- [SET TASK]:
Extract, word for word, each line from the line holding "Pick out the woman in black top" through the end of the records. Omit every picture.

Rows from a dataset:
** Start **

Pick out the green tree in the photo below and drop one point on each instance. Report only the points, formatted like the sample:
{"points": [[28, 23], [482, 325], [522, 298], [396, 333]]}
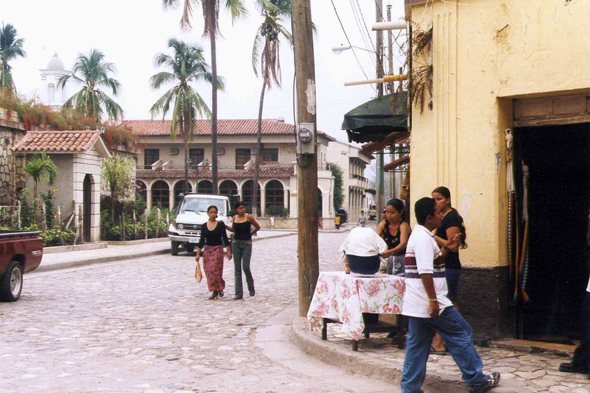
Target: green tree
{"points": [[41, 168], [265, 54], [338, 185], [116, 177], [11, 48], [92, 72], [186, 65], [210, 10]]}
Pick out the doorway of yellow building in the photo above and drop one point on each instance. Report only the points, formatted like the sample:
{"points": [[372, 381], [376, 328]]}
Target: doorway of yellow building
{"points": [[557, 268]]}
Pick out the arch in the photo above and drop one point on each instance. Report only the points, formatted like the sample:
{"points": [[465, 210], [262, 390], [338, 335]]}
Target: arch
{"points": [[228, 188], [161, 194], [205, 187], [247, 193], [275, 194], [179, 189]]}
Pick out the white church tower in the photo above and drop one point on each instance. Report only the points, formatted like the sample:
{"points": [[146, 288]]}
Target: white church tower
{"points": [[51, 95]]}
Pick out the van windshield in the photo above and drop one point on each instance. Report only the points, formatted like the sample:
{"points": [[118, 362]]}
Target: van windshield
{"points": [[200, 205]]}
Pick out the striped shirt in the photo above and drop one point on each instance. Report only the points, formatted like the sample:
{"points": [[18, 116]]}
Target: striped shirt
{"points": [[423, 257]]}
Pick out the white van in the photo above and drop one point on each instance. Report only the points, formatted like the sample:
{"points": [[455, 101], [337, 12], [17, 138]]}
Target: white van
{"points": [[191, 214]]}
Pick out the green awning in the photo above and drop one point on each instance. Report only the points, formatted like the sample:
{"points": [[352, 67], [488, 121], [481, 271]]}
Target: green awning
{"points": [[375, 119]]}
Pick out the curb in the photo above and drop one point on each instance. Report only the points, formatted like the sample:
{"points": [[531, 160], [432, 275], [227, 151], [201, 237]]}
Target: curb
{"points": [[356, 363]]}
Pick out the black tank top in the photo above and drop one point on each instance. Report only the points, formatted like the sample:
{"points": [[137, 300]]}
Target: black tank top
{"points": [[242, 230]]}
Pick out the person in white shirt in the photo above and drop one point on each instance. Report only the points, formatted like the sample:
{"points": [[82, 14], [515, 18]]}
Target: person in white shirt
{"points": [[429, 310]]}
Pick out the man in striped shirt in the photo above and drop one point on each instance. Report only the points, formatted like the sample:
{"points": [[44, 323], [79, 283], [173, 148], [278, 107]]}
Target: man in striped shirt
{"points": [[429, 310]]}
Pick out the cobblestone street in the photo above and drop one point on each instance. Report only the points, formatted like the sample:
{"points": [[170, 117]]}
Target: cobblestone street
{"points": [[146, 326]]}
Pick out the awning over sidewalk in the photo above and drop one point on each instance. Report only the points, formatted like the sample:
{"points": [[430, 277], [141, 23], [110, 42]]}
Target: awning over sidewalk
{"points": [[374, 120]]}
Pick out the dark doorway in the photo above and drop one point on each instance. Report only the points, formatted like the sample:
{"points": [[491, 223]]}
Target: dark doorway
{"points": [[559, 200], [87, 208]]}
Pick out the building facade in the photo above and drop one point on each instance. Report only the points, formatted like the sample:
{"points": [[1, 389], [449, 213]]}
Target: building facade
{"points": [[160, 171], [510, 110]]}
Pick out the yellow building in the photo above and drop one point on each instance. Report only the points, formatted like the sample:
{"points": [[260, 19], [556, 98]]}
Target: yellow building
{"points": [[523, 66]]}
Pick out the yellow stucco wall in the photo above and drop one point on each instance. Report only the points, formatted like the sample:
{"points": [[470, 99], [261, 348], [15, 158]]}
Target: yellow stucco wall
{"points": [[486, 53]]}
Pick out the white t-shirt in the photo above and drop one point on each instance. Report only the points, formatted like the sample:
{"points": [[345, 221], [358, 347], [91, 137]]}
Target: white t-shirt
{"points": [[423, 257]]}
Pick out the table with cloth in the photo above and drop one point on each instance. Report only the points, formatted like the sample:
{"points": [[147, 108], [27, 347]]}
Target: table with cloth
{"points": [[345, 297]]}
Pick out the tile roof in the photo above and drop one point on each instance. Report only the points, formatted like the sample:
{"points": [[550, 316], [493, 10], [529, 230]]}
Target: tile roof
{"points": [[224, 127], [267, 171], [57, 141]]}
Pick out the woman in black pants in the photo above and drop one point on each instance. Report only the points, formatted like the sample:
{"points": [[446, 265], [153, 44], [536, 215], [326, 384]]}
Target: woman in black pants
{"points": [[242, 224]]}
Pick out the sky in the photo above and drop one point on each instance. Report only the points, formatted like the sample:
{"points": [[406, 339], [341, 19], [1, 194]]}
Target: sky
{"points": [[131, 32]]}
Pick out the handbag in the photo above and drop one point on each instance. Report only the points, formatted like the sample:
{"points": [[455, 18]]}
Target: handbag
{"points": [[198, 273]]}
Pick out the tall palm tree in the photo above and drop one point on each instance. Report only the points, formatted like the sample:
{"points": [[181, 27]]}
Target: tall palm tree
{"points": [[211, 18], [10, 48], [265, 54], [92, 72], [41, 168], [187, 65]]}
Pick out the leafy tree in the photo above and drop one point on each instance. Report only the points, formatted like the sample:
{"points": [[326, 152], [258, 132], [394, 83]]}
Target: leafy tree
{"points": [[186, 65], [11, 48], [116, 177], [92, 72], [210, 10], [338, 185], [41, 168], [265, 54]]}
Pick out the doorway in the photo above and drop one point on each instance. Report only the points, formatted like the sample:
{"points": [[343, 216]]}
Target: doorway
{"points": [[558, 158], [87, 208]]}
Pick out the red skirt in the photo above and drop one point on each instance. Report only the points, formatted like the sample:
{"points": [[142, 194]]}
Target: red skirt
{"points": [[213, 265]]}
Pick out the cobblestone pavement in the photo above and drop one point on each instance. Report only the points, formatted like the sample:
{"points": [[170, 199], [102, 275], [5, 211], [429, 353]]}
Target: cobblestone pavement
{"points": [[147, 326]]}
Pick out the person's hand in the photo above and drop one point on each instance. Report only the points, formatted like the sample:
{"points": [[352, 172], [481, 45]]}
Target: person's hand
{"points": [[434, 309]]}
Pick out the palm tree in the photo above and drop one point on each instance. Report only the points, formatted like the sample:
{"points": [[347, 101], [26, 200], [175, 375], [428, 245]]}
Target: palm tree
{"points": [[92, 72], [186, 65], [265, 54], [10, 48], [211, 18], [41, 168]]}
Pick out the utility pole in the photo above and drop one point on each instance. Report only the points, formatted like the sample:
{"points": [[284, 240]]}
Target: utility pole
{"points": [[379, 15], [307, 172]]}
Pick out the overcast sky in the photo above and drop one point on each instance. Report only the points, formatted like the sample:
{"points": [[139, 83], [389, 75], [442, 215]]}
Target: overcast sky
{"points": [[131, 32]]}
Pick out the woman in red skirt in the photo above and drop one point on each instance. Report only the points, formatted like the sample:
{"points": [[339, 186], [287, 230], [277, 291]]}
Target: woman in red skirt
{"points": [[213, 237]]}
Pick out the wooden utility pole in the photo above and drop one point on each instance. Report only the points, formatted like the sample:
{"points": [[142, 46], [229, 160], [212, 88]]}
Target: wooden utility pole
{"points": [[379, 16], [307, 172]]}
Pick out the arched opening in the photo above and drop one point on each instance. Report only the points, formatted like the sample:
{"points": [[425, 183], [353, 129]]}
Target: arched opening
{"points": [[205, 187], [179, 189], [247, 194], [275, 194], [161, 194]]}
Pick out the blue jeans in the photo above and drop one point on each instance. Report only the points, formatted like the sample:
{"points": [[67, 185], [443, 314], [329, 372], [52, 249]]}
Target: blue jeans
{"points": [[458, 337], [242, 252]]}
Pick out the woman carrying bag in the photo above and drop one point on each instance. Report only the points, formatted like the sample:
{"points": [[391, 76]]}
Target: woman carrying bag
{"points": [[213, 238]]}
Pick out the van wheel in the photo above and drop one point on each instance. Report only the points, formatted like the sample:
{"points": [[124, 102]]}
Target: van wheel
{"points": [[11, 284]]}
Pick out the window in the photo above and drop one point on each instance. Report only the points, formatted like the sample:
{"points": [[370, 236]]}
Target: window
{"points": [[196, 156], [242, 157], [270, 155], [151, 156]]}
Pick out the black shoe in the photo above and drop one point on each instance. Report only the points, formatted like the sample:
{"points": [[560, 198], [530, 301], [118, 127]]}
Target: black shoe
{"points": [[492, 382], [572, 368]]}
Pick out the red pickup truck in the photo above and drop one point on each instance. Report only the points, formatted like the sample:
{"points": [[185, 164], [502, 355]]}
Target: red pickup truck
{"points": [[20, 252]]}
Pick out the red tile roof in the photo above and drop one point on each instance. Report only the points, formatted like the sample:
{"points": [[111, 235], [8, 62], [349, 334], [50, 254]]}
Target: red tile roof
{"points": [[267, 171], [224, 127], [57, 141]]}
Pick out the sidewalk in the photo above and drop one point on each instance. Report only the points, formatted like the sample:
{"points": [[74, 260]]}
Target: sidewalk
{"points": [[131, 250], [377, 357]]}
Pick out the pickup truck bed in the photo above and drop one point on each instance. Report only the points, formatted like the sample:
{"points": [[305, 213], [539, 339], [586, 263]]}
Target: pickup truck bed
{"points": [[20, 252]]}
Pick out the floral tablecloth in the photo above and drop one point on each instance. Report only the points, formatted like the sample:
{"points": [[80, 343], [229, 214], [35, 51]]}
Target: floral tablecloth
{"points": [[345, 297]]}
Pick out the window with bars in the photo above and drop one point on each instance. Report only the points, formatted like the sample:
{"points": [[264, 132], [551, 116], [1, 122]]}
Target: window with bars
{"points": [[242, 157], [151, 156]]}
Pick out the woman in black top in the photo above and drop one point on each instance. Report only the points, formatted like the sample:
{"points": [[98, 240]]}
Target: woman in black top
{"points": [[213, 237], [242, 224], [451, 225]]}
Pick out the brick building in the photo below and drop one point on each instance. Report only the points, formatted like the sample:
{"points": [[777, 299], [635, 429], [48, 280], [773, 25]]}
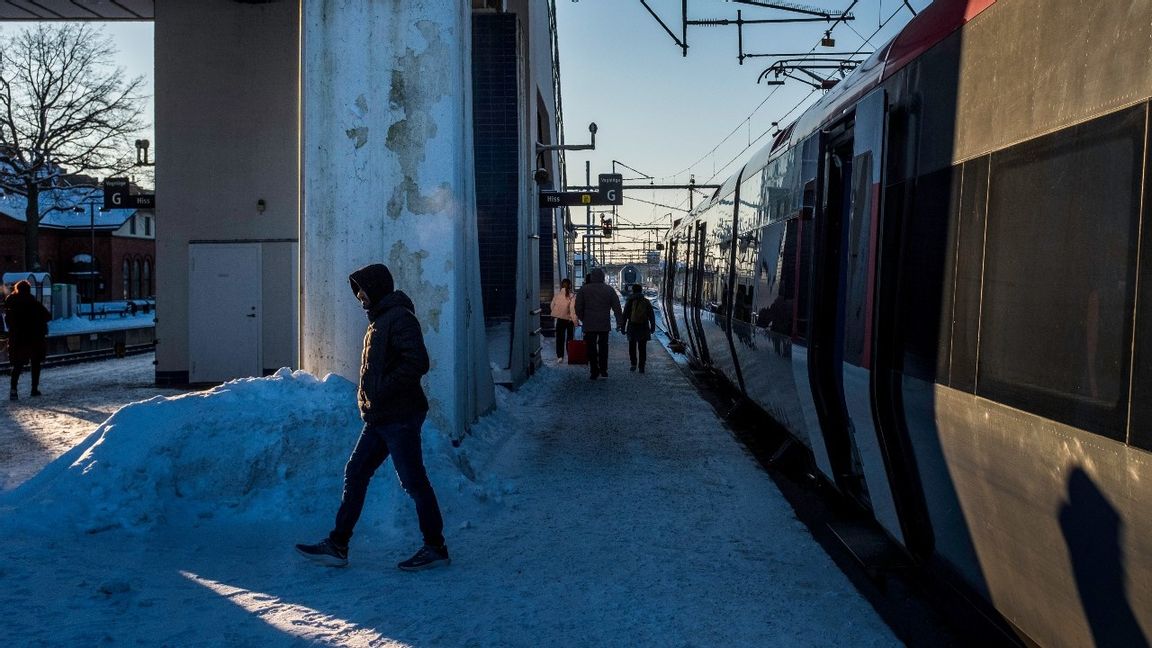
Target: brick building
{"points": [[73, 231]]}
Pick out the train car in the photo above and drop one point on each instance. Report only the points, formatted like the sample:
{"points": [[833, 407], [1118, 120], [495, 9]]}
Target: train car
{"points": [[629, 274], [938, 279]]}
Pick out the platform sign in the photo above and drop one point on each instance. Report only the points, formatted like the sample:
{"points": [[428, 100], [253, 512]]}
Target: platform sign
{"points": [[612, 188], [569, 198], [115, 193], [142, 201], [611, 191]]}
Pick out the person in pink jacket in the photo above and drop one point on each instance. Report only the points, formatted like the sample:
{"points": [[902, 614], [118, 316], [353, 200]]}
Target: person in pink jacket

** End **

- [ANSWER FOR THIS EXERCISE]:
Pick out the woman in black top in the photo above and drop one point on each instance. Report only the points, formatted like the sample:
{"points": [[98, 240]]}
Target: woman in black top
{"points": [[213, 237], [242, 224], [451, 225]]}
Pick out the brick building in the photo below and drop one point on each instance. Report only the points, formatted like the sample:
{"points": [[777, 299], [635, 429], [48, 280], [773, 25]]}
Target: brick building
{"points": [[73, 231]]}
Pick out the train car in the photo above and drop one point on each instance. Report only the points, formatted like the sample:
{"points": [[833, 407], [1118, 120], [495, 9]]}
Target: train car
{"points": [[629, 274], [938, 279]]}
Pick out the platform sign in the photo above and drop one point on each instance. Report only the points, formatted like the sample:
{"points": [[428, 100], [253, 512]]}
Target: platform sign
{"points": [[612, 188], [569, 198], [115, 193], [142, 201], [611, 191]]}
Pick out the person in pink jacket in the photo above and drop one point on each instance. Report only the points, formatted like the sample:
{"points": [[902, 614], [118, 316], [353, 200]]}
Target: person in pink jacket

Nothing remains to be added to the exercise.